Aan artikel 334aa wordt een lid toegevoegd, dat luidt:
7. De leden 1 en 3 blijven buiten toepassing indien de aandeelhouders van elke partij bij de splitsing daarmee instemmen.
Artikel 334cc wordt gewijzigd als volgt:
1. Voor de tekst wordt de aanduiding «1.» geplaatst.
2. Er wordt een lid toegevoegd, dat luidt:
2. Onderdeel c van het eerste lid blijft buiten toepassing indien de aandeelhouders van elke partij bij de splitsing daarmee instemmen.
Indien het bij koninklijke boodschap van 15 januari 2007 ingediende voorstel van wet tot wijziging van boek 2 van het Burgerlijk Wetboek in verband met de implementatie van richtlijn nr. 2005/56/EG van het Europese Parlement en de Raad van de Europese Unie van 26 oktober 2005 betreffende grensoverschrijdende fusies van kapitaalvennootschappen (PbEU L 310) (Kamerstukken II 2006/07, 30 929, nr. 1–2) tot wet wordt verheven en in werking treedt, worden in die wet de volgende wijzigingen aangebracht:
De aanduiding «1.» voor het eerste lid alsmede het tweede lid van artikel 333g vervallen.
Deze wet treedt in werking op een bij koninklijk besluit te bepalen tijdstip.
Lasten en bevelen dat deze in het Staatsblad zal worden geplaatst en dat alle ministeries, autoriteiten, colleges en ambtenaren wie zulks aangaat, aan de nauwkeurige uitvoering de hand zullen houden.

▸ Opdracht 1
Beantwoord deze vragen over de wetstekst:
(a) Welk nummer krijgt het lid dat aan artikel 334aa wordt toegevoegd?
(b) Op welke datum is het voorstel van wet bij koninklijke boodschap ingediend?
(c) Hoe wordt het tijdstip bepaald waarop deze wet in werking treedt?
▸ Opdracht 2
Schrijf een stuk van de wetstekst letterlijk over. Begin bij de woorden "Artikel 334cc wordt" en stop na "artikel 333g vervallen.".

▸ Materiaal
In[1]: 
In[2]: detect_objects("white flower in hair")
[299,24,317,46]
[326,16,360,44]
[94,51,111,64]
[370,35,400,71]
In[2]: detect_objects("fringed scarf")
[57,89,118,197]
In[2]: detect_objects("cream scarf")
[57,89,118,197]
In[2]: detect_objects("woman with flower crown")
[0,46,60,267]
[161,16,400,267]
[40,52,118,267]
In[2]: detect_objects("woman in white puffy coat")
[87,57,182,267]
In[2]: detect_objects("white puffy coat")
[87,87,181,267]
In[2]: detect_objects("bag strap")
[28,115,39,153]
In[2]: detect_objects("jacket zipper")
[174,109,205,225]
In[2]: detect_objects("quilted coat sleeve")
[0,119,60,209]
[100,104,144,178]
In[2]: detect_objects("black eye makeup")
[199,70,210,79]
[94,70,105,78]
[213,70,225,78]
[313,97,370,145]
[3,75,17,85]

* * *

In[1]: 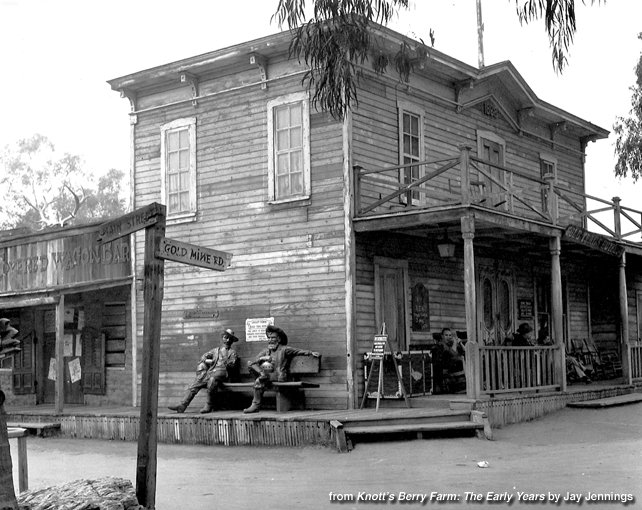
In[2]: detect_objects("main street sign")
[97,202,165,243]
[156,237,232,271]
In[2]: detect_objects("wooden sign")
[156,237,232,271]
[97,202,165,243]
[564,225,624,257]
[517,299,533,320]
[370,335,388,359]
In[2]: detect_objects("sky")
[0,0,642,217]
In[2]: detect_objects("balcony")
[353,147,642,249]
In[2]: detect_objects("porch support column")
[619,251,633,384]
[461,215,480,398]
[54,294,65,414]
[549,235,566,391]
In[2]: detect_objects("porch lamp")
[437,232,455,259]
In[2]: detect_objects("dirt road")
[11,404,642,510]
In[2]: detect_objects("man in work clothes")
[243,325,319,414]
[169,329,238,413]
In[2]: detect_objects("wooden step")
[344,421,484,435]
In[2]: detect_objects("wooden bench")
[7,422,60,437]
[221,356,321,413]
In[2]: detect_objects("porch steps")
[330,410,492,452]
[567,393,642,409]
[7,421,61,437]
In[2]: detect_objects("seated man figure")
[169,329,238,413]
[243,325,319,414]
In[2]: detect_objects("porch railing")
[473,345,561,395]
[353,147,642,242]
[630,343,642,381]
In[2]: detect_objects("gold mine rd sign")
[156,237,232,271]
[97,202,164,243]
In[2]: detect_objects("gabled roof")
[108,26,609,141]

▸ Antwoord 1
(a) 7
(b) 15 januari 2007
(c) Bij koninklijk besluit.

▸ Antwoord 2
Artikel 334cc wordt gewijzigd als volgt:
1. Voor de tekst wordt de aanduiding «1.» geplaatst.
2. Er wordt een lid toegevoegd, dat luidt:
2. Onderdeel c van het eerste lid blijft buiten toepassing indien de aandeelhouders van elke partij bij de splitsing daarmee instemmen.
Indien het bij koninklijke boodschap van 15 januari 2007 ingediende voorstel van wet tot wijziging van boek 2 van het Burgerlijk Wetboek in verband met de implementatie van richtlijn nr. 2005/56/EG van het Europese Parlement en de Raad van de Europese Unie van 26 oktober 2005 betreffende grensoverschrijdende fusies van kapitaalvennootschappen (PbEU L 310) (Kamerstukken II 2006/07, 30 929, nr. 1–2) tot wet wordt verheven en in werking treedt, worden in die wet de volgende wijzigingen aangebracht:
De aanduiding «1.» voor het eerste lid alsmede het tweede lid van artikel 333g vervallen.